__WHAT YOU HAVE TO DO__.
Below are some records: retype them all exactly, but not the pictures.

__EXERCISE INPUTS__.
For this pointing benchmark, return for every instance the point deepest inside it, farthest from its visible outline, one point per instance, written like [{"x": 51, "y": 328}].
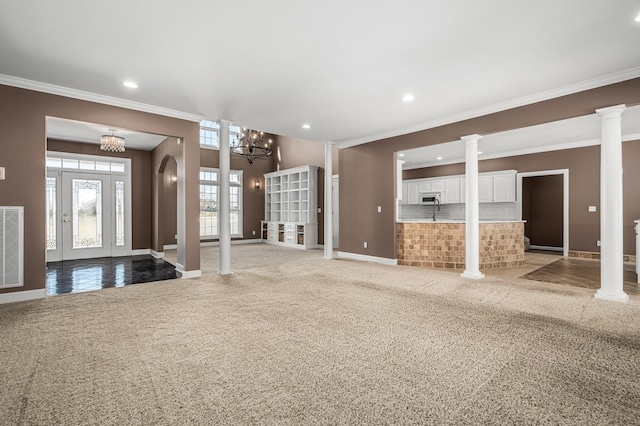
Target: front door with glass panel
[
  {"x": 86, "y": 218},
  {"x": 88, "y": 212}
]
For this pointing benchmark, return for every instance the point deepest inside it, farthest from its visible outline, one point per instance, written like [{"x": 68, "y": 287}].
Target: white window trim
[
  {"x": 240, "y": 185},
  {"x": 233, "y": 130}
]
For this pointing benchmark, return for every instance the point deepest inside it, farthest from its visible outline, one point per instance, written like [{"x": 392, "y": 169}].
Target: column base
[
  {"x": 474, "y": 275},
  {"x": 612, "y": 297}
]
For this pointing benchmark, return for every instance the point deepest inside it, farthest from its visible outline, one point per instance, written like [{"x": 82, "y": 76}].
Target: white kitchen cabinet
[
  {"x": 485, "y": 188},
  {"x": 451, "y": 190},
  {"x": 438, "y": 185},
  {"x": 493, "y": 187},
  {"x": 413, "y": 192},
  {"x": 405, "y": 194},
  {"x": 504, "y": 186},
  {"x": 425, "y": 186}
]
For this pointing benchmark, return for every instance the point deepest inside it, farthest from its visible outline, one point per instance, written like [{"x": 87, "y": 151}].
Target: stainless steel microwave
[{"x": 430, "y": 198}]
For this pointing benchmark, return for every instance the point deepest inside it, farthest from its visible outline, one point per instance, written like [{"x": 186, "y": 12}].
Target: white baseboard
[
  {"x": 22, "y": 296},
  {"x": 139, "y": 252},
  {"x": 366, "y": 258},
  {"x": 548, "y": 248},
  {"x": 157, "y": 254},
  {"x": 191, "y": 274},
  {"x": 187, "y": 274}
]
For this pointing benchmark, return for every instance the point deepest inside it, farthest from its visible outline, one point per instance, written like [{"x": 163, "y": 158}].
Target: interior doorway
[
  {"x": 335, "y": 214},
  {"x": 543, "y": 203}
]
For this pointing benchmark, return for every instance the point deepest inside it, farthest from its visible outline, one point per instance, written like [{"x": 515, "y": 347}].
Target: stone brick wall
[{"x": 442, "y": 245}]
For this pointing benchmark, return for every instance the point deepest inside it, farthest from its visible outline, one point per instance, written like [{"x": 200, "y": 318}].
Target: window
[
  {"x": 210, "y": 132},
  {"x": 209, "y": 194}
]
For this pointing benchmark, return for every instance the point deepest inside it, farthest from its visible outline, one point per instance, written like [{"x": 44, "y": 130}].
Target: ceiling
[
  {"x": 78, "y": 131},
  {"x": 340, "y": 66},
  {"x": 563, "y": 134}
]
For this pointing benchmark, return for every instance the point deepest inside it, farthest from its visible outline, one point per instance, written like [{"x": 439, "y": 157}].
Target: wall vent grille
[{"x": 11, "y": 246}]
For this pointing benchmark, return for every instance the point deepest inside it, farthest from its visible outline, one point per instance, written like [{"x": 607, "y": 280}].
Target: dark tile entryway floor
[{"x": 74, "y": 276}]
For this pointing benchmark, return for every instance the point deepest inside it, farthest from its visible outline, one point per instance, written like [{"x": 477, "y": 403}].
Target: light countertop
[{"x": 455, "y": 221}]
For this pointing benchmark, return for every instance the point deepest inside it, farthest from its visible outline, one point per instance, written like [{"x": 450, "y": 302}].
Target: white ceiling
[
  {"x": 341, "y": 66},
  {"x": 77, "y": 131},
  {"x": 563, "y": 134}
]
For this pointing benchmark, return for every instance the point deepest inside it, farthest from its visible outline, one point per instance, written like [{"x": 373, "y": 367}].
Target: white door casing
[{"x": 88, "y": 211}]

__SOLUTION__.
For this pointing benchmark, return for every instance the point deepest inside it, farthest from its visible outline, one point per instance, written like [{"x": 51, "y": 328}].
Target: front door with glass panel
[
  {"x": 86, "y": 218},
  {"x": 88, "y": 212}
]
For this pointing benchmark, return for every instance the point deepest inside it, farthest from its visible outline, one point per instance, written like [{"x": 68, "y": 287}].
Target: white window trim
[
  {"x": 240, "y": 185},
  {"x": 233, "y": 130}
]
For this pointing benchmark, return for every instance the point deepest inside it, farthest from its visible outline, one point per instance, written like [{"x": 392, "y": 169}].
Target: column base
[
  {"x": 474, "y": 275},
  {"x": 612, "y": 297}
]
For this pointing benchmark, return for every instance the point deepest inside it, farthest from its visible outline, one point per instance, written like [{"x": 82, "y": 76}].
Target: white kitchen cabinet
[
  {"x": 485, "y": 188},
  {"x": 451, "y": 190},
  {"x": 438, "y": 185},
  {"x": 493, "y": 187},
  {"x": 413, "y": 192},
  {"x": 405, "y": 194},
  {"x": 504, "y": 186},
  {"x": 425, "y": 186}
]
For this pointing benchmark, return for every instance the point deepest inside it, farthest from its visible outline, one point per instance, written like [{"x": 87, "y": 151}].
Target: stainless steel microwave
[{"x": 430, "y": 198}]
For this pointing benchmark, return for every instance the point deepest inside it, farthest from its visible outline, one point per instance, written like [{"x": 186, "y": 12}].
Target: white baseboard
[
  {"x": 22, "y": 296},
  {"x": 139, "y": 252},
  {"x": 366, "y": 258},
  {"x": 548, "y": 248},
  {"x": 157, "y": 254},
  {"x": 191, "y": 274},
  {"x": 187, "y": 274}
]
For this pointing benchmark, return for every instance the point deepest inside it, farthest from its visible outline, one point per instance, written like [{"x": 163, "y": 158}].
Target: interior doorway
[
  {"x": 335, "y": 214},
  {"x": 543, "y": 203}
]
For this pointing benchmark, return for every instance the point deepest inside it, farthest from its visible outline, one point per instance, written like [{"x": 515, "y": 347}].
Target: stone brick wall
[{"x": 442, "y": 245}]
For this pointing benchmark, return for every instance the point deepest inside it, farthest from its visible outline, one point per instance, written like [{"x": 200, "y": 318}].
Target: window
[
  {"x": 210, "y": 132},
  {"x": 209, "y": 194}
]
For this pointing benchmark, return for every instance the point deepest inside it, farthest from its visible outline, one point per instance, written like [{"x": 44, "y": 130}].
Target: ceiling
[
  {"x": 78, "y": 131},
  {"x": 340, "y": 66},
  {"x": 563, "y": 134}
]
For this pointing benchmark, return for every instance the point deepest inside it, farthest from its visible outline, one point per instance, written like [{"x": 439, "y": 157}].
Target: wall vent grille
[{"x": 11, "y": 246}]
For this pointing benchmark, return for every instance the point deepest inside it, farthest from its visible outline, one point per instance, written like [{"x": 607, "y": 280}].
Target: dark tile entryway floor
[{"x": 74, "y": 276}]
For this pointing benchmark, return for every instance the point deepest inside it, farthest from its visible outline, one point per instance, written like [{"x": 477, "y": 403}].
Target: light countertop
[{"x": 455, "y": 221}]
For this pointing benchmark, return for every instance the point deepest inside it, farthest from its visible outline, one point per instance, written like [{"x": 450, "y": 302}].
Target: white ceiling
[
  {"x": 341, "y": 66},
  {"x": 77, "y": 131},
  {"x": 563, "y": 134}
]
For this pointing benchmark, return for every instance the point deepest inside it, farthest from its visible outline, one point per instance, written like [{"x": 373, "y": 367}].
Target: white door casing
[{"x": 88, "y": 211}]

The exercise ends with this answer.